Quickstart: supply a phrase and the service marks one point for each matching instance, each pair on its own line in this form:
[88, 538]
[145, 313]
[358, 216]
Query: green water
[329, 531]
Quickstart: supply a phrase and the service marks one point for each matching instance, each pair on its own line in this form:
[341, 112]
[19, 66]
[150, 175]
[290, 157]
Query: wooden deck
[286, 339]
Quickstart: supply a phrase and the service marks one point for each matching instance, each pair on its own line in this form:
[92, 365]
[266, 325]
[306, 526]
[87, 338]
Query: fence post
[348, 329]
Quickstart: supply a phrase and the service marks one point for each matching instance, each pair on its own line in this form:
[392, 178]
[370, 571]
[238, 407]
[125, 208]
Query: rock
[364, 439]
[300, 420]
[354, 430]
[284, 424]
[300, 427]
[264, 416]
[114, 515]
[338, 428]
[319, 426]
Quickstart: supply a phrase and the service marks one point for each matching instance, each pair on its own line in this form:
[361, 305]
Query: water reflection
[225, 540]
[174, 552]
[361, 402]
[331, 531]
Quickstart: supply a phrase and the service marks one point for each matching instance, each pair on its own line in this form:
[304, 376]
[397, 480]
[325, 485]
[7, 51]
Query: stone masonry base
---
- [Exercise instructions]
Once more, print all the records exactly.

- [Problem solution]
Quickstart: supply a phrase and the service marks one point for each matching instance, each pair on its own line in this form:
[88, 538]
[145, 313]
[358, 216]
Query: green water
[329, 531]
Quickstart: supply a phrase and the service marks one point for each matching instance, each pair on its own line in this form:
[341, 112]
[19, 66]
[150, 175]
[290, 157]
Query: wooden deck
[286, 339]
Quickstart: supply a phrase and the service marks one point for each matching instance, each pair on its own line in this form:
[92, 365]
[266, 325]
[306, 526]
[87, 338]
Query: fence post
[348, 329]
Quickstart: supply a phrase and the service marks one point for each matching instance, each pair on its own line in this form:
[392, 178]
[370, 571]
[238, 407]
[125, 208]
Query: rock
[364, 439]
[300, 420]
[354, 430]
[284, 424]
[300, 427]
[264, 416]
[114, 515]
[338, 428]
[319, 426]
Quickstart: supply a phrase and the service marks one point for each matching instance, each pair on its own line in this form:
[361, 305]
Query: water reflection
[225, 540]
[174, 552]
[361, 402]
[331, 531]
Quickstart: supply a phrase and the service marks one point for each matching instance, each pair on its own line in this form:
[304, 376]
[397, 480]
[325, 485]
[7, 51]
Query: stone masonry base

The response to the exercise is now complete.